• [EXERCISE]: Quote the article on managing company growth in full, word for word.

• [DOCUMENT EXTRACT]:
The Eternal Struggle of Growth

Growth is a good thing, right? Growth means expansion and development and may be measured by sales figures, number of employees, number of facilities, or some other relevant metric. But, as companies grow up, at some point or another, most organizations will enter the equivalent of the difficult teen years. The company begins to outgrow processes that worked well in its infancy. At the same time, the organization may not be mature enough to support things like big technology investments, state-of-the-art manufacturing operations or a company jet. It is at this point that the organization often becomes aware of its own adolescence. Like kids in a growth spurt – tripping over their own feet, uncomfortable in their own skin and not really sure where to turn for the answers to a whole new set of questions. Internal conflicts may become more common as the very cohesive forces that helped to build the company become stumbling blocks. What used to be support structures become impermeable silo walls and simple checks and balances blossom into roadblocks to innovation.

The question of the day is: At what point do you stop building walls and start building flexibility? How do you manage growth without sacrificing innovation? How does your company become a grown up and still maintain an entrepreneurial culture?

My crystal ball is cracked so I don’t have the entire answer but I propose the following as a starting point:

  • Encourage and invest in sustaining the sense of commitment that started the company.

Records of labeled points

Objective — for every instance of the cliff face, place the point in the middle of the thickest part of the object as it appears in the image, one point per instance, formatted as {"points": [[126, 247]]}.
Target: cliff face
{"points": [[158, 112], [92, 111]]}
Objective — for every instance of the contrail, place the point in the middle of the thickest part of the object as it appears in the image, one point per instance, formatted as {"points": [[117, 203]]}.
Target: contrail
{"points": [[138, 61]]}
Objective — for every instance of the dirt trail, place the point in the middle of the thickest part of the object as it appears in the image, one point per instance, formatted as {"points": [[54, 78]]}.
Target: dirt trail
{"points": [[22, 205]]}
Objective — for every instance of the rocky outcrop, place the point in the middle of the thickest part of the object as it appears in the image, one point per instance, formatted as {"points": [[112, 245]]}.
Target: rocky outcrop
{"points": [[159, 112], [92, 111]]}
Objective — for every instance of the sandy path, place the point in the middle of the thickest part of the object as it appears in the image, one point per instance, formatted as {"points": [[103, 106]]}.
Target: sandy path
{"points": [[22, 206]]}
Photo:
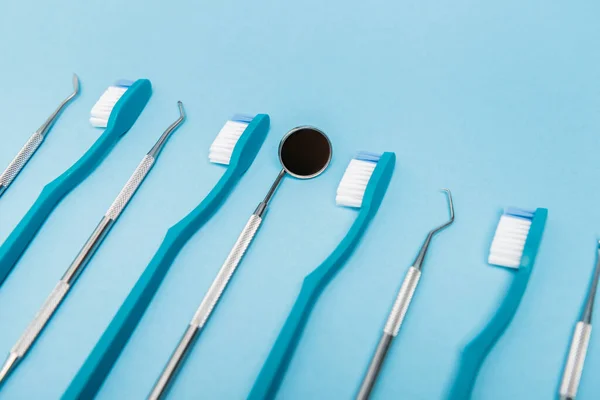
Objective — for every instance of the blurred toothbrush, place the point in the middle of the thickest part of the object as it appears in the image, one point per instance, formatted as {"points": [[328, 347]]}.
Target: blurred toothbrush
{"points": [[363, 186], [236, 146], [88, 250], [34, 142], [515, 245], [399, 309], [581, 340], [117, 110]]}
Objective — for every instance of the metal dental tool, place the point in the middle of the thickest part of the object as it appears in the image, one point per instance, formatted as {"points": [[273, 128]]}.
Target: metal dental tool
{"points": [[86, 253], [399, 309], [304, 152], [34, 142], [580, 342]]}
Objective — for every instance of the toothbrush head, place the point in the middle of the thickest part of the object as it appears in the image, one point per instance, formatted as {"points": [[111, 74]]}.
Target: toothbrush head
{"points": [[517, 237], [121, 104], [365, 180], [239, 140]]}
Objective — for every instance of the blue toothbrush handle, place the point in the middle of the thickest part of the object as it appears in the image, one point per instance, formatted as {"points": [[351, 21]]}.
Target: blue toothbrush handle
{"points": [[97, 366], [16, 243], [124, 114], [476, 351], [272, 373], [100, 361], [274, 368]]}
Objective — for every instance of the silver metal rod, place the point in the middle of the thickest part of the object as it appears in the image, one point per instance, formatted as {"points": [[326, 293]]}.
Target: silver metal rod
{"points": [[370, 378], [588, 309], [163, 384], [33, 143], [262, 206], [207, 306], [88, 250]]}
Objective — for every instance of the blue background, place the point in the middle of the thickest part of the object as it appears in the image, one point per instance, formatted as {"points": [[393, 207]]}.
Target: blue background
{"points": [[499, 102]]}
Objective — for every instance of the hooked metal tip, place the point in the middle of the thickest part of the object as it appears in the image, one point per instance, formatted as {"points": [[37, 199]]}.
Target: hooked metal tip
{"points": [[420, 259], [155, 150], [48, 124], [450, 206], [75, 84], [181, 110]]}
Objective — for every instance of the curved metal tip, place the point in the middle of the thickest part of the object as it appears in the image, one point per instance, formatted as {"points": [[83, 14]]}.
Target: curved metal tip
{"points": [[450, 206], [420, 259], [155, 150], [181, 110], [75, 83]]}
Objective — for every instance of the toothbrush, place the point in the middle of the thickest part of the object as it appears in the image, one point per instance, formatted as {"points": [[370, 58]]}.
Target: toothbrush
{"points": [[34, 142], [515, 245], [88, 250], [119, 108], [399, 309], [363, 186], [305, 153], [581, 340], [236, 146]]}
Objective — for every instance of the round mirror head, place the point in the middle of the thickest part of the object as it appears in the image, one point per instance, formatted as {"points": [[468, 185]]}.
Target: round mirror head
{"points": [[305, 152]]}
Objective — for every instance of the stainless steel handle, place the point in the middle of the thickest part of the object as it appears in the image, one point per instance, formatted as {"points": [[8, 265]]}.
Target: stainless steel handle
{"points": [[208, 304], [17, 164], [402, 302], [233, 259], [166, 377], [575, 361], [41, 318], [130, 187], [392, 326]]}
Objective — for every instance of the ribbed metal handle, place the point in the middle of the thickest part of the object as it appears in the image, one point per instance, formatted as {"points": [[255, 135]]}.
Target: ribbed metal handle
{"points": [[574, 366], [41, 318], [402, 301], [130, 187], [17, 164], [226, 271]]}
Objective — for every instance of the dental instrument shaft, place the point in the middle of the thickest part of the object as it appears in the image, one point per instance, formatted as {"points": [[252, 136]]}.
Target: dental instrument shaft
{"points": [[86, 253], [399, 309], [580, 341], [34, 142], [213, 295]]}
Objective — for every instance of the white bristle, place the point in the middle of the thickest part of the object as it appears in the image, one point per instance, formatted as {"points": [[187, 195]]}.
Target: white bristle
{"points": [[222, 148], [352, 188], [101, 111], [509, 241]]}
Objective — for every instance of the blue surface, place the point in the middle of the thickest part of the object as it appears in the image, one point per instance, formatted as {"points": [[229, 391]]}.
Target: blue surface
{"points": [[451, 87]]}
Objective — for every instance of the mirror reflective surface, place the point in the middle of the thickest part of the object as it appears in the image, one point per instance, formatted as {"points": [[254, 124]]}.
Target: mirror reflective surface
{"points": [[305, 152]]}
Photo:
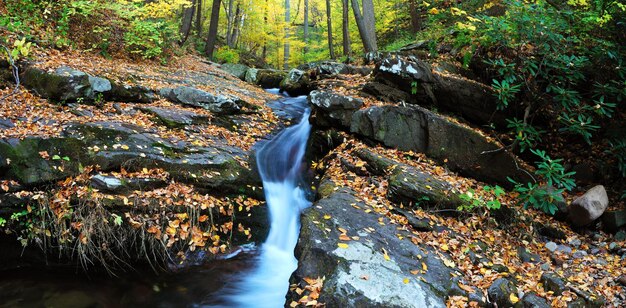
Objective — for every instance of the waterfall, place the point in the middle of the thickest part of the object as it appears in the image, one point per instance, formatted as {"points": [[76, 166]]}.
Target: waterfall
{"points": [[280, 164]]}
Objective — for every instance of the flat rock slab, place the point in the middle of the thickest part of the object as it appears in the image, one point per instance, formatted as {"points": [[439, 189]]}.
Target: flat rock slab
{"points": [[461, 148], [174, 118], [359, 274]]}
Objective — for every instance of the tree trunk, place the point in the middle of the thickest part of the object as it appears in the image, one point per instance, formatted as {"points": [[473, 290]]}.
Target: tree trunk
{"points": [[331, 49], [230, 20], [306, 26], [185, 27], [198, 18], [345, 29], [416, 24], [212, 36], [287, 21], [366, 38], [370, 22]]}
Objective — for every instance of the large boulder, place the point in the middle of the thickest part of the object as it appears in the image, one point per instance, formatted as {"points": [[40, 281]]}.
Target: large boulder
{"points": [[219, 104], [410, 186], [296, 83], [113, 145], [589, 207], [330, 109], [266, 78], [173, 118], [470, 99], [66, 84], [237, 70], [461, 148], [373, 271]]}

• [RESPONSE TO THE EXERCISE]:
The Eternal Struggle of Growth

Growth is a good thing, right? Growth means expansion and development and may be measured by sales figures, number of employees, number of facilities, or some other relevant metric. But, as companies grow up, at some point or another, most organizations will enter the equivalent of the difficult teen years. The company begins to outgrow processes that worked well in its infancy. At the same time, the organization may not be mature enough to support things like big technology investments, state-of-the-art manufacturing operations or a company jet. It is at this point that the organization often becomes aware of its own adolescence. Like kids in a growth spurt – tripping over their own feet, uncomfortable in their own skin and not really sure where to turn for the answers to a whole new set of questions. Internal conflicts may become more common as the very cohesive forces that helped to build the company become stumbling blocks. What used to be support structures become impermeable silo walls and simple checks and balances blossom into roadblocks to innovation.

The question of the day is: At what point do you stop building walls and start building flexibility? How do you manage growth without sacrificing innovation? How does your company become a grown up and still maintain an entrepreneurial culture?

My crystal ball is cracked so I don’t have the entire answer but I propose the following as a starting point:

  • Encourage and invest in sustaining the sense of commitment that started the company.